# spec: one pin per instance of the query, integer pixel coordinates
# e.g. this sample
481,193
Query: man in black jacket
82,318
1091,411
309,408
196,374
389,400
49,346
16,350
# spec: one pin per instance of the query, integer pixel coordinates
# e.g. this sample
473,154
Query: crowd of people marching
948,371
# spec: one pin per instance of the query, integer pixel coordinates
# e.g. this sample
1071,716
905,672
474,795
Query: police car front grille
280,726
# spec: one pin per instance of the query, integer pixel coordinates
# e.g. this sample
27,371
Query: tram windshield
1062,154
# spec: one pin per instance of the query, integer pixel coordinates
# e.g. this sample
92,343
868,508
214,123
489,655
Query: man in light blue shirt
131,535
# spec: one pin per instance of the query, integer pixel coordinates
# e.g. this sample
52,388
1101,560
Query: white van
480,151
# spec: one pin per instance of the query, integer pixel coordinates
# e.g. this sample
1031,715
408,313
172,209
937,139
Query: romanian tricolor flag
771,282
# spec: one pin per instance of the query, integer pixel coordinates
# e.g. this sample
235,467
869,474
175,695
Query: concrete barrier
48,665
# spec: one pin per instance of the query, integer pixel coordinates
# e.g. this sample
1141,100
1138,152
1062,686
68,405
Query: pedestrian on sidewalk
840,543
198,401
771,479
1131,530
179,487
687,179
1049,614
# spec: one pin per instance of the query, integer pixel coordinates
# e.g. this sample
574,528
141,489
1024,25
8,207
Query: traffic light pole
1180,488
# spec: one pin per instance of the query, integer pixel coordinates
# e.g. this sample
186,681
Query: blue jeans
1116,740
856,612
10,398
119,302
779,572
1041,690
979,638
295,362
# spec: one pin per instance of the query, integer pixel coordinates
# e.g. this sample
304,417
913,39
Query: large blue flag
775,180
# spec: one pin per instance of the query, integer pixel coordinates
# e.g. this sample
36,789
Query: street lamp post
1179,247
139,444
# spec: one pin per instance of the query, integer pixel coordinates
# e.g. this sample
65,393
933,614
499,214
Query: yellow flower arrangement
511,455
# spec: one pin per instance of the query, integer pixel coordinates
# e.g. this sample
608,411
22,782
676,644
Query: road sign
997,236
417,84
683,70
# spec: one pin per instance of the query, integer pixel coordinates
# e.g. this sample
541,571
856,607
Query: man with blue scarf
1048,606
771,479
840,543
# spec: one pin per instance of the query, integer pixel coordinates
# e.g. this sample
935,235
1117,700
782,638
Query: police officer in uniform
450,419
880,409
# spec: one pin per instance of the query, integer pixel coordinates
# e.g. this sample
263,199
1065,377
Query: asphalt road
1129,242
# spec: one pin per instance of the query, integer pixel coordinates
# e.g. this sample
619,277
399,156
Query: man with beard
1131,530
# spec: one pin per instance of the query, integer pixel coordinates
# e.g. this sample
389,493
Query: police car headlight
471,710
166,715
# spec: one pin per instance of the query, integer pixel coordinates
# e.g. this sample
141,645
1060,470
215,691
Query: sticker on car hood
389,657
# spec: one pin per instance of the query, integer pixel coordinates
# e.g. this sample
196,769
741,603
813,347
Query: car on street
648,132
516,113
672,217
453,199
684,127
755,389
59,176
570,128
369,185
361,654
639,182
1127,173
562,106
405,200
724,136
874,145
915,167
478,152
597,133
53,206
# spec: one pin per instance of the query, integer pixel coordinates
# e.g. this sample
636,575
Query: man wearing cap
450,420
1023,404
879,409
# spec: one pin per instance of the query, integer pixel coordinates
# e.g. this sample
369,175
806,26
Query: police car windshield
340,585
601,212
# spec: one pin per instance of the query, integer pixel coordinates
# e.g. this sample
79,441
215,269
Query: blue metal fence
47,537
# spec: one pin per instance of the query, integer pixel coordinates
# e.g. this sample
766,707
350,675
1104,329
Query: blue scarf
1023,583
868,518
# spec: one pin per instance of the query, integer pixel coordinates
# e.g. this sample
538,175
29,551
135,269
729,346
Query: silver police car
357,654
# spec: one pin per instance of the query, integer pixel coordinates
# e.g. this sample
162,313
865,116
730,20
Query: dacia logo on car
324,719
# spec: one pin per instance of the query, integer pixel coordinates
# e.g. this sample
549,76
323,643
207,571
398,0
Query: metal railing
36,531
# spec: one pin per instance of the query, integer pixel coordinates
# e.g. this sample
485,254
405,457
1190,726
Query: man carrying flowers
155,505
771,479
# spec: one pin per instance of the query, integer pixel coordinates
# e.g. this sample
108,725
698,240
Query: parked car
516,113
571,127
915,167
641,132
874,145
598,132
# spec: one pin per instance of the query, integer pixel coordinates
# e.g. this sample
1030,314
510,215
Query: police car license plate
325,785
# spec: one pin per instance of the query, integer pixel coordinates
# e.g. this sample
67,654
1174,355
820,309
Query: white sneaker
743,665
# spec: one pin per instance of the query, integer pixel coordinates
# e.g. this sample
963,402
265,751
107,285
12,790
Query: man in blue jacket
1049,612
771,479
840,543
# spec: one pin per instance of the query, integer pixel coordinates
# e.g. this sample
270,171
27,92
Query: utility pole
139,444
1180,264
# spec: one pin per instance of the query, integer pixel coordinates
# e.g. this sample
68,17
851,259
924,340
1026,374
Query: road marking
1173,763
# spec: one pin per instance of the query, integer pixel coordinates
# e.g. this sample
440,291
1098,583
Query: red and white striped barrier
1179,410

= = =

## Task details
Reproduce the entire listing word for word.

## The solution
# spec: one pin per instance of the query, integer pixel coordinates
# e.g. this sample
481,193
Query: man in black jacket
82,318
1091,411
309,408
196,374
389,400
49,346
16,350
# spec: one pin per instance of the query, integer pixel coordinates
# e.g. this sample
473,154
Query: crowd of people marching
948,371
# spec: one pin per instance of the query, integer pixel coordinates
# e.g. this sample
1071,716
905,672
474,795
Query: police car front grille
280,726
# spec: one pin per instance of the query, integer pixel coordinates
# e.g. this sample
27,371
Query: tram windshield
1062,154
# spec: one pin per instance of the query, integer pixel coordinates
# e.g. this sample
92,343
868,508
214,123
489,655
Query: man in light blue shirt
131,535
# spec: one pin per instance of the query, integer pixel coordinates
# e.g. this sample
52,388
1101,560
Query: white van
480,151
# spec: one pin per instance of the query, integer pixel coordinates
# e.g. this sample
1031,715
408,313
172,209
937,139
Query: romanian tricolor flag
771,282
# spec: one pin per instance of the query, integer pixel coordinates
# e.g. this sample
235,467
869,474
175,695
Query: concrete barrier
48,665
# spec: one pin per instance of the query, integer pixel coordinates
# e.g. this sample
1141,100
1138,152
1062,686
68,405
Query: pedestrian on sidewalk
840,543
198,401
771,479
1131,530
179,487
687,179
1049,614
# spec: one pin per instance of the query, integer pixel coordinates
# e.g. this sample
574,528
141,489
1024,25
8,207
Query: traffic light pole
1180,488
# spec: one pin per instance of the query, integer pixel coordinates
# e.g. this sample
186,681
Query: blue jeans
1116,740
856,612
10,398
119,302
779,572
1041,690
979,638
295,362
# spec: one pin per instance of the query, integer pixel coordinates
# e.g. this sample
304,417
913,39
Query: large blue flag
775,180
# spec: one pin per instance of the query, integer pixel coordinates
# e.g. this sample
36,789
Query: street lamp post
1179,247
139,444
# spec: one pin per instance of the query, integer pixel coordinates
# e.g. this sample
65,393
933,614
499,214
Query: yellow flower arrangement
511,455
# spec: one pin per instance of the query, integer pixel coordinates
# e.g. this sample
608,411
22,782
676,644
Query: road sign
997,236
417,84
683,70
# spec: one pin per instance of the query, integer pixel coordinates
# e.g. this sample
541,571
856,607
Query: man with blue scarf
1048,606
771,479
840,543
# spec: one pin per instance of the query, integer pixel coordinates
# e.g. this sample
935,235
1117,700
782,638
Query: police officer in uniform
450,419
880,409
# spec: one pin per instance of the query, integer pixel coordinates
# e.g. this sample
263,199
1065,377
Query: asphalt road
1129,242
# spec: one pin per instance of the query, integer pixel coordinates
# e.g. this sample
619,277
399,156
Query: man with beard
1131,530
# spec: one pin per instance of the query, integer pixel coordinates
# e.g. this sample
389,493
Query: police car headlight
471,710
166,715
# spec: one pin per instance of the query, integer pixel coordinates
# e.g. this sample
141,645
1060,470
215,691
Query: sticker on car hood
389,657
# spec: one pin per instance of the query, integer pixel coordinates
# e.g. this sample
196,769
741,603
813,347
Query: car on street
648,132
516,113
672,217
453,199
684,127
755,389
59,176
570,128
369,185
361,654
639,182
1127,173
562,106
405,200
724,136
874,145
915,167
478,152
597,133
53,206
# spec: one pin per instance of the query, integer pixel coordinates
# e.g. this sample
636,575
Query: man wearing cap
450,420
1023,404
879,409
# spec: one pin per instance of the query, integer pixel coordinates
# e.g. this sample
369,175
806,26
Query: police car windshield
340,585
601,212
# spec: one pin per instance of the query, integer pixel coordinates
# e.g. this sample
79,441
215,269
Query: blue metal fence
47,537
# spec: one pin per instance of the query, integer pixel coordinates
# e.g. this sample
766,707
350,675
1104,329
Query: blue scarf
1023,583
868,518
# spec: one pin per instance of the query, integer pixel coordinates
# e.g. this sample
538,175
29,551
135,269
729,346
Query: silver police car
357,654
# spec: one pin per instance of the query, integer pixel coordinates
# e.g. this sample
162,313
865,116
730,20
Query: dacia logo on car
324,719
# spec: one pin per instance of the query, integer pixel coordinates
# e.g. this sample
549,76
323,643
207,571
398,0
Query: metal railing
36,531
# spec: one pin per instance of the query, integer pixel coordinates
# e.g. this sample
485,254
405,457
1190,726
Query: man carrying flowers
155,505
771,479
# spec: one pin per instance of the query, integer pixel coordinates
# e.g. this sample
108,725
698,240
Query: parked car
516,113
571,127
915,167
641,132
874,145
598,132
# spec: one pin per instance of the query, integer pixel coordinates
# e.g. this sample
1030,314
510,215
Query: police car license plate
325,785
# spec: one pin per instance of the query, integer pixel coordinates
# e.g. this sample
67,654
1174,355
820,309
Query: white sneaker
743,665
# spec: one pin per instance of the query, integer pixel coordinates
# e.g. this sample
963,402
265,751
107,285
12,790
Query: man in blue jacket
1049,612
771,479
840,543
# spec: one pin per instance of the query, integer pixel coordinates
# e.g. this sample
270,171
27,92
Query: utility pole
139,444
1180,264
# spec: one pin per instance of the query, integer pixel coordinates
# e.g. this sample
68,17
851,259
924,340
1026,374
Query: road marking
1173,763
# spec: one pin per instance of the query, integer pixel coordinates
# e.g. this sample
440,291
1098,583
Query: red and white striped barrier
1179,410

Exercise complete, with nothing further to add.